§ **EXTRACTED ENTRIES**:
···

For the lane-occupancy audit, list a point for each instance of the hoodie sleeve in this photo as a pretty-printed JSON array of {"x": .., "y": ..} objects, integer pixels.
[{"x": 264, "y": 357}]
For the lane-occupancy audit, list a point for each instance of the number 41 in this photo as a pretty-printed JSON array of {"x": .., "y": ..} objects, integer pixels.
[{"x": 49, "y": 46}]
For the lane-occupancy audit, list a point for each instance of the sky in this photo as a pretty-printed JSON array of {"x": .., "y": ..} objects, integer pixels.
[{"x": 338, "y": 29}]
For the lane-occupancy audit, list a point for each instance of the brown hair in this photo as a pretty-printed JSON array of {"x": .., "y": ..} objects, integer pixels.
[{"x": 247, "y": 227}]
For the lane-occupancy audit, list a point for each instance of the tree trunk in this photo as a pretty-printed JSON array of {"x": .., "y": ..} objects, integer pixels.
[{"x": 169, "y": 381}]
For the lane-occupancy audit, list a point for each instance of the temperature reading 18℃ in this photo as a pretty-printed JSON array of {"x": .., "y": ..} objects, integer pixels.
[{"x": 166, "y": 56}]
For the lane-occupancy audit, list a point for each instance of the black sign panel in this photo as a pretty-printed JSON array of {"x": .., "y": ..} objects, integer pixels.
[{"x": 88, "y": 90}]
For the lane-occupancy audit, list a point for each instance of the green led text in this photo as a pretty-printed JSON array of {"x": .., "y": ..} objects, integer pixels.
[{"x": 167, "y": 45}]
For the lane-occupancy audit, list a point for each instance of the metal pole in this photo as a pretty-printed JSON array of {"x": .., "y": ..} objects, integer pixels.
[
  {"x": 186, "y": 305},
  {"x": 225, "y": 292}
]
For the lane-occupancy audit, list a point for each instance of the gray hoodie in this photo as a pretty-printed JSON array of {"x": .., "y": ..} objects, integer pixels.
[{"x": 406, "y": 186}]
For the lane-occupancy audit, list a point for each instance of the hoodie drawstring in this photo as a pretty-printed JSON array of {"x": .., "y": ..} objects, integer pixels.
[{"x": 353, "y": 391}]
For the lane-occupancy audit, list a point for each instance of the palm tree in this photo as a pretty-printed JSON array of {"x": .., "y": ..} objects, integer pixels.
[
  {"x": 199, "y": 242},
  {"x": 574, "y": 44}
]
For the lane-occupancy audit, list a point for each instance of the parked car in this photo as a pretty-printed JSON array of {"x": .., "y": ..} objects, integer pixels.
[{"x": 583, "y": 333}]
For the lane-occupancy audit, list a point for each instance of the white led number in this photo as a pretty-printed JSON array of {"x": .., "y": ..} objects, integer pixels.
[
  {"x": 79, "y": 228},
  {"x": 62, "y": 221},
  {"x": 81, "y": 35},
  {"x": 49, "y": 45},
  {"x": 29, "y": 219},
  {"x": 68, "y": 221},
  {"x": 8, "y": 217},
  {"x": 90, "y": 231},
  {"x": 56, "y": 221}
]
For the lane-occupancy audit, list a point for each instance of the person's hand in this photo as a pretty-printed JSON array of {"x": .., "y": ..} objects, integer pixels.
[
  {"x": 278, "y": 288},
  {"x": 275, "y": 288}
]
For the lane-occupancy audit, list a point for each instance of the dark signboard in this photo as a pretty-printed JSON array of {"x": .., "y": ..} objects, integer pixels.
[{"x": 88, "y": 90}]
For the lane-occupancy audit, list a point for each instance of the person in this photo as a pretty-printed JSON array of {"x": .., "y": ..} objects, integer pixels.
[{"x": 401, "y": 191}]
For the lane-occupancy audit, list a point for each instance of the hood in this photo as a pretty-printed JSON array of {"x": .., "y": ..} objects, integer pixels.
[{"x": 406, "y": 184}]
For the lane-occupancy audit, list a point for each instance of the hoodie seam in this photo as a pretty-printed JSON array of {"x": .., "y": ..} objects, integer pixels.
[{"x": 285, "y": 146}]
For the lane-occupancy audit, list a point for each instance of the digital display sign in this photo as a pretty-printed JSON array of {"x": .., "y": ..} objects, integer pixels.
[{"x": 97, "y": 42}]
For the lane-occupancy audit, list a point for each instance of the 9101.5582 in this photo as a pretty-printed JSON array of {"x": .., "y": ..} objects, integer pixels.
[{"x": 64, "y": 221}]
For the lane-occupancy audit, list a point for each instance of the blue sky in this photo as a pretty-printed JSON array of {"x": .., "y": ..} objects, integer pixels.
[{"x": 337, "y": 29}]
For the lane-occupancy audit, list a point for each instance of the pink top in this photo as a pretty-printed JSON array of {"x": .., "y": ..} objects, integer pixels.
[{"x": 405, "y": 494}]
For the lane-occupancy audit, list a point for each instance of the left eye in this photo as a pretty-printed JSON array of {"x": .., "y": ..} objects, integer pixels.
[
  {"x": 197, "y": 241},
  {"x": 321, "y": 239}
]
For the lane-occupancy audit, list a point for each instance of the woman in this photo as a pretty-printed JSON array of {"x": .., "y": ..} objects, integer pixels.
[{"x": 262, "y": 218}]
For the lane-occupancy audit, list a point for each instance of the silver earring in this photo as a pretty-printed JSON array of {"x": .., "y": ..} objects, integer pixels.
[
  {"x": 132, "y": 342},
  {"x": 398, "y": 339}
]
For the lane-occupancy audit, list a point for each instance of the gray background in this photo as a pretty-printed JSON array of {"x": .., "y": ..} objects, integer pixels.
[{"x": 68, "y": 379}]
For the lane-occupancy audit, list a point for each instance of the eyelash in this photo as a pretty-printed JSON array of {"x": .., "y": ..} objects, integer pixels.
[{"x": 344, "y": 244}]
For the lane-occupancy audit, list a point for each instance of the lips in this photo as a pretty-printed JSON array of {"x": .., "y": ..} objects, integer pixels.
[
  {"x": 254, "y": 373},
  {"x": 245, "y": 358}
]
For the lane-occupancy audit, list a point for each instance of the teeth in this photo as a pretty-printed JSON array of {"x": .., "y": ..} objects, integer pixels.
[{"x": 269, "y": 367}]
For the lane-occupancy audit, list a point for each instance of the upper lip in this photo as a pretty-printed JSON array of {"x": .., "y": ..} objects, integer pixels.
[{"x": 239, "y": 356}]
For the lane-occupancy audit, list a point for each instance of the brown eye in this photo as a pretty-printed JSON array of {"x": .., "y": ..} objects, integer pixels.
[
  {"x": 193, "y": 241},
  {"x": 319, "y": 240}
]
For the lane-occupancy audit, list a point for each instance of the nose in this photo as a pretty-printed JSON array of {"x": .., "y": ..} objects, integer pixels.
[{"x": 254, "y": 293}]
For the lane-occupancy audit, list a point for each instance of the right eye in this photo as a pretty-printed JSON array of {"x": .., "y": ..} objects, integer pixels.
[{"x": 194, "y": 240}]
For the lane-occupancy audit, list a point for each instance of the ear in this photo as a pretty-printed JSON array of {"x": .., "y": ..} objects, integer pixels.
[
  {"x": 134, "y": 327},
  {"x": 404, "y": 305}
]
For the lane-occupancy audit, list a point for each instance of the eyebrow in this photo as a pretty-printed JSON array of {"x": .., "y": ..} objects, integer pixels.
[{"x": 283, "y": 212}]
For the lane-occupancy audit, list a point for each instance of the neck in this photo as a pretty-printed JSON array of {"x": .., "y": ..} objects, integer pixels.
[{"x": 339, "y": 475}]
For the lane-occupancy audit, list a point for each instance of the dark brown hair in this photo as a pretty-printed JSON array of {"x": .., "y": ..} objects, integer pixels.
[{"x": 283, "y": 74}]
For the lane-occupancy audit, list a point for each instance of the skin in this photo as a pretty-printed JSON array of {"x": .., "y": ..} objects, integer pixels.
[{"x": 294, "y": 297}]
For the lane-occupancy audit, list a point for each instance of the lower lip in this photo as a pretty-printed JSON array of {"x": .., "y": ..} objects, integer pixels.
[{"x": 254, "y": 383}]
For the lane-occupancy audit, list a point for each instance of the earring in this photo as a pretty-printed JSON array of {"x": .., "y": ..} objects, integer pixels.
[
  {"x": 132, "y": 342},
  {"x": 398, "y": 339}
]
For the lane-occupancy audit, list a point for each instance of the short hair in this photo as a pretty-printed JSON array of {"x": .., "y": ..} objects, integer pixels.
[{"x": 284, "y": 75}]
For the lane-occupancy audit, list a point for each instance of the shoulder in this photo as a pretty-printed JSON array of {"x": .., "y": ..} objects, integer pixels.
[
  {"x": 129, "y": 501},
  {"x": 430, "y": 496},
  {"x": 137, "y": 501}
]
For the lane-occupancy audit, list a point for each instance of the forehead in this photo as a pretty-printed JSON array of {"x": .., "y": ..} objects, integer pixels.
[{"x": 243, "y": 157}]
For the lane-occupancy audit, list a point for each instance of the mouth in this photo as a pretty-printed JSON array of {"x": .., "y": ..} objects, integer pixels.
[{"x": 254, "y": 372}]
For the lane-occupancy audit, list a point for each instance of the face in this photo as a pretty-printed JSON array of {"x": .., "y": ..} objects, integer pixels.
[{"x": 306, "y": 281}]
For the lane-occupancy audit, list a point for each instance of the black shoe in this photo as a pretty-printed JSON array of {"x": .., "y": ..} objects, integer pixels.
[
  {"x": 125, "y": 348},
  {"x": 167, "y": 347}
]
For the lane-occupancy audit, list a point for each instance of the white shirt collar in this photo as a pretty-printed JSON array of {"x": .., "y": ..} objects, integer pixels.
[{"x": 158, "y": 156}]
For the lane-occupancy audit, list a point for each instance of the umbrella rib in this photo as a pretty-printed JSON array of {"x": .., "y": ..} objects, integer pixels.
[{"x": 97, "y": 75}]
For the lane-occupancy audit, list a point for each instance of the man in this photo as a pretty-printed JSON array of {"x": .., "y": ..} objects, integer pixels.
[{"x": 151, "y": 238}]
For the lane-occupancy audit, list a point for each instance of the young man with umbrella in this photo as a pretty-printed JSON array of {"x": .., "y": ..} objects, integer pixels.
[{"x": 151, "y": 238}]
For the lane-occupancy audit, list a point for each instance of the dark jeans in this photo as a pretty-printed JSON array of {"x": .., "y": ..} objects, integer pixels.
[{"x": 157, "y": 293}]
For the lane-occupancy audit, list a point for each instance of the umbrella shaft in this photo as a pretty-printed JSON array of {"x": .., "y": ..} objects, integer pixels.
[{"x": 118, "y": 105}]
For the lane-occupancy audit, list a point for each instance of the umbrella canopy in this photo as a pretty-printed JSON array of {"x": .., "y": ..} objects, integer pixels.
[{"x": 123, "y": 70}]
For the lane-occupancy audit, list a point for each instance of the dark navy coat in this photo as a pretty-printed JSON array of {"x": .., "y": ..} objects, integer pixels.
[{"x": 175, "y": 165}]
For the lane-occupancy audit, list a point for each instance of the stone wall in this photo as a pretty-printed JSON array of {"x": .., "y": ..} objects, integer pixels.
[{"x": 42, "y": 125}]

···

§ **YOUR TASK**: Give exactly the lines from the one with "the black shoe" to the end of the entries, nothing before them.

§ **RESPONSE TO THE TASK**:
For the lane-occupancy audit, list a point for each instance of the black shoe in this photo as a pretty-printed JSON array of {"x": .., "y": ..} objects, integer pixels.
[
  {"x": 125, "y": 348},
  {"x": 167, "y": 347}
]
For the lane-occupancy audit, list a point for each instance of the white shirt collar in this photo as a pretty-printed JSON array of {"x": .., "y": ..} objects, integer pixels.
[{"x": 158, "y": 156}]
For the lane-occupancy audit, list a point for each instance of the umbrella rib in this photo as a pretty-printed JSON array of {"x": .., "y": ..} objects, integer pixels.
[{"x": 97, "y": 75}]
For the lane-occupancy audit, list a point for each instance of the man in this photo as a pretty-printed JSON array of {"x": .., "y": ..} objects, integer pixels.
[{"x": 151, "y": 238}]
For the lane-occupancy audit, list a point for each instance of the young man with umbrella in this photo as a pretty-printed JSON array of {"x": .., "y": ..} objects, integer pixels.
[{"x": 151, "y": 238}]
For the lane-occupancy audit, list a point for each instance of the dark jeans in this photo as a pretty-printed JSON array of {"x": .., "y": ..} objects, integer pixels.
[{"x": 157, "y": 293}]
For the lane-occupancy audit, list a point for each instance of the umbrella shaft in this photo as a pretty-printed JSON array of {"x": .., "y": ..} objects, integer pixels.
[{"x": 118, "y": 105}]
For the lane-occupancy audit, list a point for each instance of the umbrella canopy in this photo as a pretty-printed JSON array of {"x": .., "y": ..} objects, integer pixels.
[{"x": 123, "y": 70}]
For the lane-occupancy audit, list a point for each instance of the dark navy coat in this photo as a pretty-printed JSON array of {"x": .., "y": ..} objects, integer pixels.
[{"x": 175, "y": 165}]
For the lane-occupancy audit, list a point for each instance of the stone wall in this photo as a pretty-printed JSON array of {"x": .., "y": ..} objects, integer pixels.
[{"x": 42, "y": 125}]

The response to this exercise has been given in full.